- **STATED GOAL**
Convert the records below into a two-column CSV with the headers label_text and points, giving one row per record that holds its wording and all of its coordinates, each in a single quoted field with line breaks replaced by spaces. Include every record and leave the pictures out.

- **MATERIAL FOR THIS TASK**
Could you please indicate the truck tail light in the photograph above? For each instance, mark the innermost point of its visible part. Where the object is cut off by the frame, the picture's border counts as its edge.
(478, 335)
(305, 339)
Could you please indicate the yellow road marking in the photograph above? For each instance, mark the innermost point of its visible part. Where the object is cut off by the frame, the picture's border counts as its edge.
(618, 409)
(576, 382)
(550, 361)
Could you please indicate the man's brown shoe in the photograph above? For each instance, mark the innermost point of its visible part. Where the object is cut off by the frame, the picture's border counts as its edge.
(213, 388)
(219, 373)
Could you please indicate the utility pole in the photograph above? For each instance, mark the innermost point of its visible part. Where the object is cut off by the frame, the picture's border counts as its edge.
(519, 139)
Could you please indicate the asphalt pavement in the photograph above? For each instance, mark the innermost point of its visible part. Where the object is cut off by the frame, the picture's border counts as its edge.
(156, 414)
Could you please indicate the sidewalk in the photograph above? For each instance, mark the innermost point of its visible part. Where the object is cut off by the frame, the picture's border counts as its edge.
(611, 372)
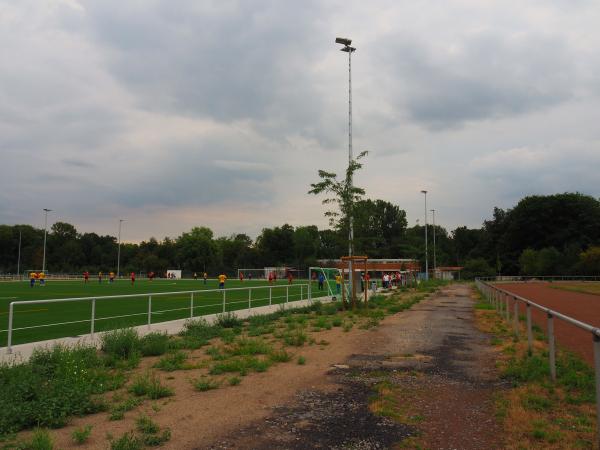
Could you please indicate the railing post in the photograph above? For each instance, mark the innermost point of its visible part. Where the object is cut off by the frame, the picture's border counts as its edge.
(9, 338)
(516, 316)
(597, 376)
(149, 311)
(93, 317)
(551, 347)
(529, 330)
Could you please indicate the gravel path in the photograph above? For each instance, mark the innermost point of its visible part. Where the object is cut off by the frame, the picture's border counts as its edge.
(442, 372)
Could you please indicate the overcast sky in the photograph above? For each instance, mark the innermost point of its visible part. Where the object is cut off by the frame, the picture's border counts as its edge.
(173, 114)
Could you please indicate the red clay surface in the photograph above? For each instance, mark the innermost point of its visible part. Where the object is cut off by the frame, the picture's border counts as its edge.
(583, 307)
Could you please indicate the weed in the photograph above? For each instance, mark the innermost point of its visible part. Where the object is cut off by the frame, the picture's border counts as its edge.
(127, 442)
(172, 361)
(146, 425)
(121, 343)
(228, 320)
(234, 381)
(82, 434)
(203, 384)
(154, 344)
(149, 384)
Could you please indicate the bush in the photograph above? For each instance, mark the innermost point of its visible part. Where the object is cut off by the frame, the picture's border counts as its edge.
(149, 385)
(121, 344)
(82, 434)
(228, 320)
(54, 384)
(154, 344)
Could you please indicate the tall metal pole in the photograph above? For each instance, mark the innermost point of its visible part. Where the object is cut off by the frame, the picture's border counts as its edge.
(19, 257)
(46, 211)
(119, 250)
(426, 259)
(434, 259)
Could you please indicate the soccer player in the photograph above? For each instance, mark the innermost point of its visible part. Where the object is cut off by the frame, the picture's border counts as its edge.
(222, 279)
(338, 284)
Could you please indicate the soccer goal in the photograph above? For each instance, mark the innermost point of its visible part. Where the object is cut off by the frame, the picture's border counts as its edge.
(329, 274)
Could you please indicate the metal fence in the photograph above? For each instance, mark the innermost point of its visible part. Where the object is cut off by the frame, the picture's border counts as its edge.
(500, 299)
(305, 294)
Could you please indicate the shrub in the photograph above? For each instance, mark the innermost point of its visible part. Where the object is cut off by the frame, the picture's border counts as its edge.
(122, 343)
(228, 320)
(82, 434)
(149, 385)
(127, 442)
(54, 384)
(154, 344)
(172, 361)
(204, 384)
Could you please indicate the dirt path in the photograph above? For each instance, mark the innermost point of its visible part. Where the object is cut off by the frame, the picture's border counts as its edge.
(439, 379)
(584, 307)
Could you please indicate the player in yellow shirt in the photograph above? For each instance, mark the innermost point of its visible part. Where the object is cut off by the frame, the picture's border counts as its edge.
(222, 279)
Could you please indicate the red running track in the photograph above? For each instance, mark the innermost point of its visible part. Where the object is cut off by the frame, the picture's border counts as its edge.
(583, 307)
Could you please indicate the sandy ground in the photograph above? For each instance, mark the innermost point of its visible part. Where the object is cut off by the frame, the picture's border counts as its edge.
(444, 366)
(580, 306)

- **SOLUTION TO THE PROBLEM**
label_text,points
"Could you please indicate the truck tail light in the photograph above? For each instance, mark the innermost point of its visible part. Where the object is cut off by the frame, the picture's border counts as its edge.","(478, 335) (305, 339)"
"Could you please indicate the yellow road marking in the photograph above? For each instance, mark the innermost point of its visible part. Where the object is cut off by the frame, the picture's border counts as its edge.","(618, 409) (576, 382) (550, 361)"
"Could you please indicate the man's brown shoe in the photograph above? For each instance, mark the innermost point of its visible part. Where the object is cut off by the frame, the picture's border counts as its edge.","(213, 388) (219, 373)"
"Could you please indicate the utility pole in the photograph above? For each instance, mark the innermost point of its visible part. Where the object is cut off by the frame, the picture's border counts as its edge.","(519, 139)"
"Could you please indicate the asphalt pavement in the photograph above? For each instance, mark the innermost point of its visible part. Where the object is cut off by the frame, the picture's border counts as its edge.","(156, 414)"
"Could you please indicate the sidewalk in the photograph above? For each instance, mark the innermost point of its visible part. Where the object is cut off by the frame, the picture's border counts as its edge.","(611, 372)"
"Could you please indicate the railing post in the photograph above? For each instance, mark the innermost point of its visible part. Where the object is cut off by the frame, the picture's border counts as its edge.","(9, 338) (516, 316) (597, 376) (149, 311) (93, 317) (551, 347) (529, 330)"
"Could you please indicate the gravel path in the photograph above? For each instance, mark the innermost point of its visible part. Where the object is cut off by the frame, the picture's border counts as its edge.","(442, 372)"
"Could you please indicate the overcast sky in the photograph above? For each instance, mark the innermost point of its visible part. Where the object is cut off by the frame, the picture's border counts as its edge.","(173, 114)"
"Could you please indicate the red clay surface in the photograph above? For each instance, mark the innermost point of its visible part. Where the object is cut off by the frame, the picture's border counts as its edge.","(583, 307)"
"Could you please indicate the weed in the photograph above? For each instance, mark the innermost point of its visible part. Where the object is cut off by the frame, the picture's border counts as its edge.","(127, 442) (172, 361) (146, 425) (121, 343) (228, 320) (234, 381) (82, 434) (203, 384) (154, 344) (149, 384)"
"Could you please indicate the bush in the photograph above? For each instance, mark the innermost point of its visible part. Where the object is cut off by the frame, the picture's border counts as its edge.","(149, 385) (121, 344) (82, 434) (228, 320) (54, 384) (154, 344)"
"Could you please indicate the tall metal pole in the photograph above? For each instance, mark the innermost point of its visible part. Where the object is cut off by the frame, the picture's border counts as its edge.","(19, 257) (46, 211) (119, 250) (426, 259) (434, 259)"
"Could you please indicate the soccer player in the photograph above? For each instance, mark the innermost point of its visible part. Where the object is cut off by the frame, the picture's border counts as its edge.","(222, 279) (338, 284)"
"Could you please indicate the soccer goal in the photograph above? For each instance, mark the innermost point of its visible part. Where the object is cut off by the frame, the picture's border counts as its edge.","(329, 274)"
"Could you please indicate the metal fence in the photograph above? For each instance, mark the innermost point of its visible part. Where the object is cut off by the frame, the picture's border counts as its edge.","(500, 299) (305, 294)"
"Could you please indicate the shrub in the photograph above? For each instance, mark the innermost point of its visible part. Where the object is cut off by the frame, the picture's border counts as its edge.","(122, 343) (228, 320) (82, 434) (149, 385) (127, 442) (54, 384) (154, 344) (172, 361) (204, 384)"
"Could you please indicate the dirt path in the photograph above? For each instance, mark the innermost point of its visible part. Where the object is cut off by the frame, the picture's border counts as its edge.","(439, 379) (584, 307)"
"Could you please indicate the player in yellow shirt in the photograph above? For each instance, mark the innermost point of its visible part. Where the object is cut off by the frame, the picture's border counts as its edge.","(222, 279)"
"Could you please indicate the red running track in the photograph above? For each instance, mark the innermost point of its visible part. Where the object is cut off by the frame, the picture's border counts as its edge.","(583, 307)"
"Could you please indicate the sandy ground in the photograph above? For each instance, mark the innermost point of its visible part. Where the object is cut off by the frame, the picture's border counts as its edge.","(444, 366) (580, 306)"